DATA SHOWN Block Start

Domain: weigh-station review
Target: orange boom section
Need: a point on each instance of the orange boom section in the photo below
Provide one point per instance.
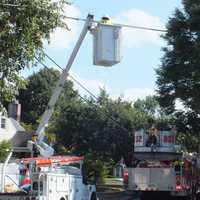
(41, 161)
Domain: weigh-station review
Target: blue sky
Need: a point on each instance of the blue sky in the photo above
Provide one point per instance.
(134, 77)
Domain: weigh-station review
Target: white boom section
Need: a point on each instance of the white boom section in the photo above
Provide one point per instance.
(58, 89)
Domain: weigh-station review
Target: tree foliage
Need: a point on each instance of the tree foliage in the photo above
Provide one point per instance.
(24, 24)
(5, 147)
(179, 73)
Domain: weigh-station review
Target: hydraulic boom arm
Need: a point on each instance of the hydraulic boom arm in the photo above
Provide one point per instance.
(44, 149)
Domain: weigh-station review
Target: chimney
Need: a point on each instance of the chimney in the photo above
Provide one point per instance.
(14, 110)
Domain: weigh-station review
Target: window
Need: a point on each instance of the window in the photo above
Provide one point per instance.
(3, 123)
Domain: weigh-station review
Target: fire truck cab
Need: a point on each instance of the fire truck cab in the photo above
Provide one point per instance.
(161, 167)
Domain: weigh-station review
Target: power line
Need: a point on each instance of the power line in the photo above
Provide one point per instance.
(84, 99)
(95, 21)
(122, 25)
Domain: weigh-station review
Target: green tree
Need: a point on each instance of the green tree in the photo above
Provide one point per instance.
(178, 77)
(5, 147)
(24, 24)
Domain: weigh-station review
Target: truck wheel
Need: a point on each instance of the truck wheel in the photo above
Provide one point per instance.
(94, 196)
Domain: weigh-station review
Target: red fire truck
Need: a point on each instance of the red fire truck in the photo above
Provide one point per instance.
(160, 167)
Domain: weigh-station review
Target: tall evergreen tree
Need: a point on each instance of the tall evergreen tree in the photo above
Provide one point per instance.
(24, 24)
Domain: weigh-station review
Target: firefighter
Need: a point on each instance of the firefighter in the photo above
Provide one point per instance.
(106, 20)
(35, 149)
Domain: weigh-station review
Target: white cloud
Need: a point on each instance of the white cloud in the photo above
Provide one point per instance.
(133, 37)
(62, 38)
(132, 94)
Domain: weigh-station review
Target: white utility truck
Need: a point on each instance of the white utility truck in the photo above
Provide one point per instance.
(56, 177)
(51, 177)
(160, 168)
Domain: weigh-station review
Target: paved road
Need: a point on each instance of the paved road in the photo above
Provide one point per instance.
(113, 190)
(115, 196)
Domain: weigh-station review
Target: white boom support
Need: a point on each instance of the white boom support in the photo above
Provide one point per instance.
(42, 147)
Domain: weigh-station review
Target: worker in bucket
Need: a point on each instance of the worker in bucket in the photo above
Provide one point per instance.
(26, 181)
(35, 149)
(106, 20)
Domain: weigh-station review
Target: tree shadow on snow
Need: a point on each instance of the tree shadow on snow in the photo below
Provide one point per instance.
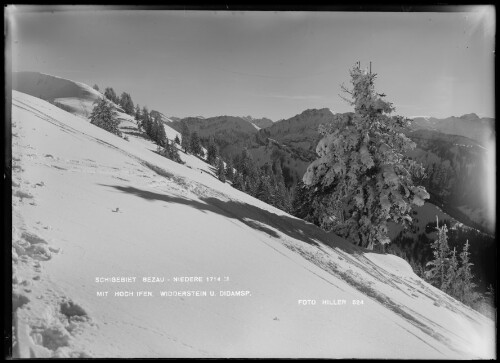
(253, 217)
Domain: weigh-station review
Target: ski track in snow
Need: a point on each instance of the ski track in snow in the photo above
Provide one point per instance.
(62, 327)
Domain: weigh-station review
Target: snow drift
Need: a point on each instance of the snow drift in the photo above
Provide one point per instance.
(90, 206)
(76, 97)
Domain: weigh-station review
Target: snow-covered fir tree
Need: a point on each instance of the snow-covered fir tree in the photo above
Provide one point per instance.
(229, 171)
(437, 273)
(221, 171)
(363, 169)
(212, 151)
(126, 103)
(104, 116)
(467, 294)
(195, 144)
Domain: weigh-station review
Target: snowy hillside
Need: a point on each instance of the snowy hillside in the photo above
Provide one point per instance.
(77, 97)
(90, 207)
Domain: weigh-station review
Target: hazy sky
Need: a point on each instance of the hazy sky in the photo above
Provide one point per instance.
(265, 64)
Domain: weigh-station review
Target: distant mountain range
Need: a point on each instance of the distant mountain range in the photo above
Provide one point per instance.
(470, 125)
(451, 149)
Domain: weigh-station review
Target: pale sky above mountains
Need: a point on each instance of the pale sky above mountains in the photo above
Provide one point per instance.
(264, 64)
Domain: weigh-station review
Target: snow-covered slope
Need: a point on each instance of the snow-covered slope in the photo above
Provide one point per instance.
(75, 96)
(88, 204)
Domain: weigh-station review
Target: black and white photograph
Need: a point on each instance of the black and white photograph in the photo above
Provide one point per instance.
(191, 182)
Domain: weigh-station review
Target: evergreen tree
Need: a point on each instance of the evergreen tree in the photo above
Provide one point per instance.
(137, 112)
(126, 103)
(186, 138)
(195, 144)
(221, 172)
(452, 281)
(171, 152)
(110, 94)
(263, 192)
(439, 266)
(229, 171)
(238, 182)
(362, 167)
(468, 295)
(281, 197)
(212, 151)
(278, 172)
(146, 121)
(104, 116)
(160, 135)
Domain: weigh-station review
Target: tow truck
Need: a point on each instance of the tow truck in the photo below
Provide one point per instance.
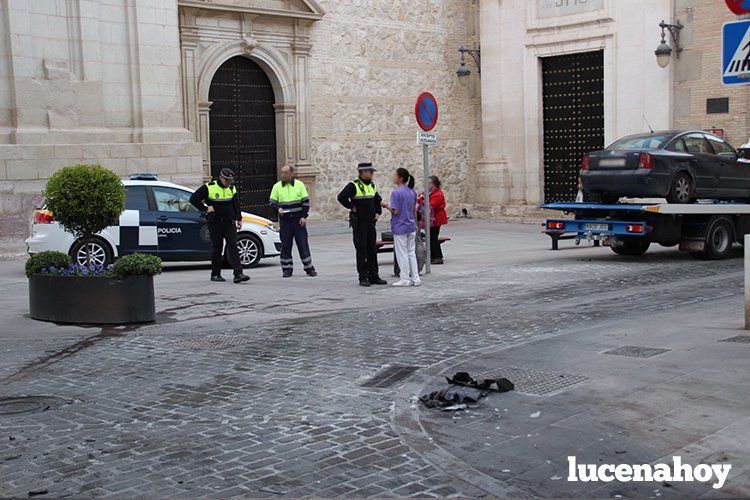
(705, 229)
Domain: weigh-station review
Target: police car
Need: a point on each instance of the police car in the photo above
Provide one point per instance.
(159, 220)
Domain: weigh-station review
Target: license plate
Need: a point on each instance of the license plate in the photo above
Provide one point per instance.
(612, 162)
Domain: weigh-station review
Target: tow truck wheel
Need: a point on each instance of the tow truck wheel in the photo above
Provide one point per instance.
(632, 248)
(101, 253)
(719, 240)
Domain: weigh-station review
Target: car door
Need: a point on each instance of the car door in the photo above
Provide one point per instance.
(181, 228)
(734, 178)
(704, 164)
(136, 231)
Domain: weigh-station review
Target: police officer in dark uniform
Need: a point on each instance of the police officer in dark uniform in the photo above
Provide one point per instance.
(220, 203)
(363, 201)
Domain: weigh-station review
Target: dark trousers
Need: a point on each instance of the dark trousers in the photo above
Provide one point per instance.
(365, 241)
(222, 231)
(292, 232)
(435, 251)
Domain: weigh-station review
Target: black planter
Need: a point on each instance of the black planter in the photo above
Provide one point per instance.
(92, 301)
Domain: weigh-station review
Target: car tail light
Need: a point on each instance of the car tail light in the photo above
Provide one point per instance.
(43, 217)
(646, 161)
(585, 163)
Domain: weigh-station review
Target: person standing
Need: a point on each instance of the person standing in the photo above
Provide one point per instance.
(363, 201)
(438, 218)
(403, 208)
(289, 197)
(220, 203)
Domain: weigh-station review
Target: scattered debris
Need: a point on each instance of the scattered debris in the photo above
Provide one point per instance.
(463, 390)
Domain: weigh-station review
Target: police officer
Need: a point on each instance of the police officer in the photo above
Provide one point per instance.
(220, 202)
(289, 197)
(362, 199)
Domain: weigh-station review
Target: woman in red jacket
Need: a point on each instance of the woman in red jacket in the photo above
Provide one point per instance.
(438, 218)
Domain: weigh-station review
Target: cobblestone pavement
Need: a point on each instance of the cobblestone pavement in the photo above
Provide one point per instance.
(279, 409)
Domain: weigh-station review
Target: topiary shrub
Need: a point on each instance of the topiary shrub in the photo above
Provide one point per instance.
(44, 261)
(137, 264)
(85, 199)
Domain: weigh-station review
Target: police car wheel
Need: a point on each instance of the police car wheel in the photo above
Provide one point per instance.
(101, 253)
(251, 250)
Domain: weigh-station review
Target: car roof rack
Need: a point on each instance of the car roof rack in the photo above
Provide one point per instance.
(144, 177)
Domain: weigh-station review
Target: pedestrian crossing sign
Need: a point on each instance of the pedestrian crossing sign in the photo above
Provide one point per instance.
(736, 53)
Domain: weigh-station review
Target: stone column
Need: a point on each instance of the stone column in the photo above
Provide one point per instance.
(204, 129)
(493, 179)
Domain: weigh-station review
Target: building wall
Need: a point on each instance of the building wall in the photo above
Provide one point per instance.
(515, 34)
(94, 81)
(370, 61)
(697, 73)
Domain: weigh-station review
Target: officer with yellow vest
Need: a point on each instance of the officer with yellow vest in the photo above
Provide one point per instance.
(363, 201)
(219, 200)
(289, 197)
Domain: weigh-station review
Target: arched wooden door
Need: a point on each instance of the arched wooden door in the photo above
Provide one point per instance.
(243, 130)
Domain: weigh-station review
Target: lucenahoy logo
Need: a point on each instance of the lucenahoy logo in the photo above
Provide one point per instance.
(739, 7)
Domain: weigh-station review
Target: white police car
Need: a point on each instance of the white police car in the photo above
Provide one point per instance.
(159, 220)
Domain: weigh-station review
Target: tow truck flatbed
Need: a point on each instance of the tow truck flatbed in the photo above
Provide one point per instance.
(705, 229)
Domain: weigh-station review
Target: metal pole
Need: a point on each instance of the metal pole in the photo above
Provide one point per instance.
(747, 282)
(426, 161)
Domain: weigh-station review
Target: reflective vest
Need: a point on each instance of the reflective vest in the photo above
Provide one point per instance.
(219, 193)
(291, 197)
(364, 191)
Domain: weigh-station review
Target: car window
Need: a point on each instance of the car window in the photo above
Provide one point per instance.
(648, 141)
(172, 200)
(679, 145)
(697, 143)
(721, 148)
(136, 198)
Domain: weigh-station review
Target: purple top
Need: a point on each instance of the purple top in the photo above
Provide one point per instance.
(403, 199)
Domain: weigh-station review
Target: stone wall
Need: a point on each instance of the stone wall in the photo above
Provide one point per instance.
(370, 61)
(697, 73)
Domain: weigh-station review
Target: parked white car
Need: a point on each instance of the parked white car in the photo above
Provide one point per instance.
(159, 220)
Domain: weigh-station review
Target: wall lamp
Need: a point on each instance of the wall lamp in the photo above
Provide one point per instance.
(463, 69)
(664, 51)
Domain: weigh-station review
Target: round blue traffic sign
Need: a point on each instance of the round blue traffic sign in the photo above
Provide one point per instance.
(426, 111)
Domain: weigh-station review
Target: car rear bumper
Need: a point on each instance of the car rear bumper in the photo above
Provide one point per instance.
(638, 183)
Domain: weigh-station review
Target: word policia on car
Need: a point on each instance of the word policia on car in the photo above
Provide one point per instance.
(625, 473)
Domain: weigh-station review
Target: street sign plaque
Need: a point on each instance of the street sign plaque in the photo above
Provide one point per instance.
(426, 111)
(736, 53)
(426, 138)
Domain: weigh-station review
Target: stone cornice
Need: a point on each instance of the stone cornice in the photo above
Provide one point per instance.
(315, 13)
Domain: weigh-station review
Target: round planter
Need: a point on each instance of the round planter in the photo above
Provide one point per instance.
(92, 301)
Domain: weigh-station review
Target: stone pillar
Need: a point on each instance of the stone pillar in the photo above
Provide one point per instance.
(493, 179)
(204, 130)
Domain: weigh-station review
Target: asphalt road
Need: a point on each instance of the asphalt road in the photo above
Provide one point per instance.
(261, 390)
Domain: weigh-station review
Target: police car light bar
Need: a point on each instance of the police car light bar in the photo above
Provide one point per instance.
(144, 177)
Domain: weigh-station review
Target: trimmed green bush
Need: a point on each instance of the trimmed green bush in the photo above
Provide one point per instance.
(85, 199)
(137, 264)
(43, 261)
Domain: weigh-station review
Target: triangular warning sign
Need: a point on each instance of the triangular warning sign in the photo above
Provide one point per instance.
(740, 63)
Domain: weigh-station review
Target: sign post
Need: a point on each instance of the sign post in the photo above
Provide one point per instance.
(426, 112)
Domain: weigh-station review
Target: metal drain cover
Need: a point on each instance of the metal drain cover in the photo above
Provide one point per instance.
(25, 405)
(535, 382)
(636, 352)
(739, 339)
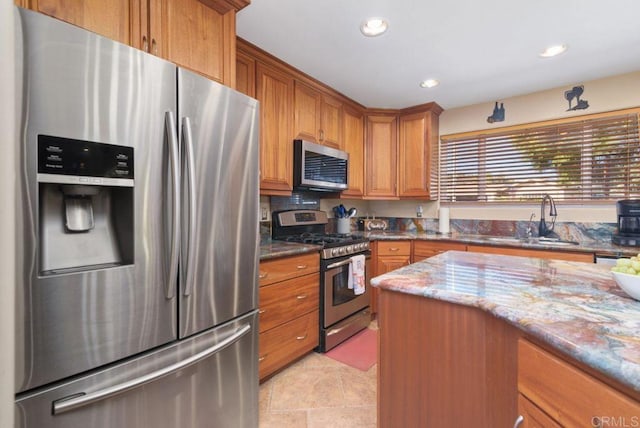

DATA SHOWN Block End

WHAT YOU SHOULD DO: From the records above, pull every line that carries the word "bucket".

RESULT BELOW:
Target: worker in bucket
Need: a point on each instance of the worker in bucket in the photo above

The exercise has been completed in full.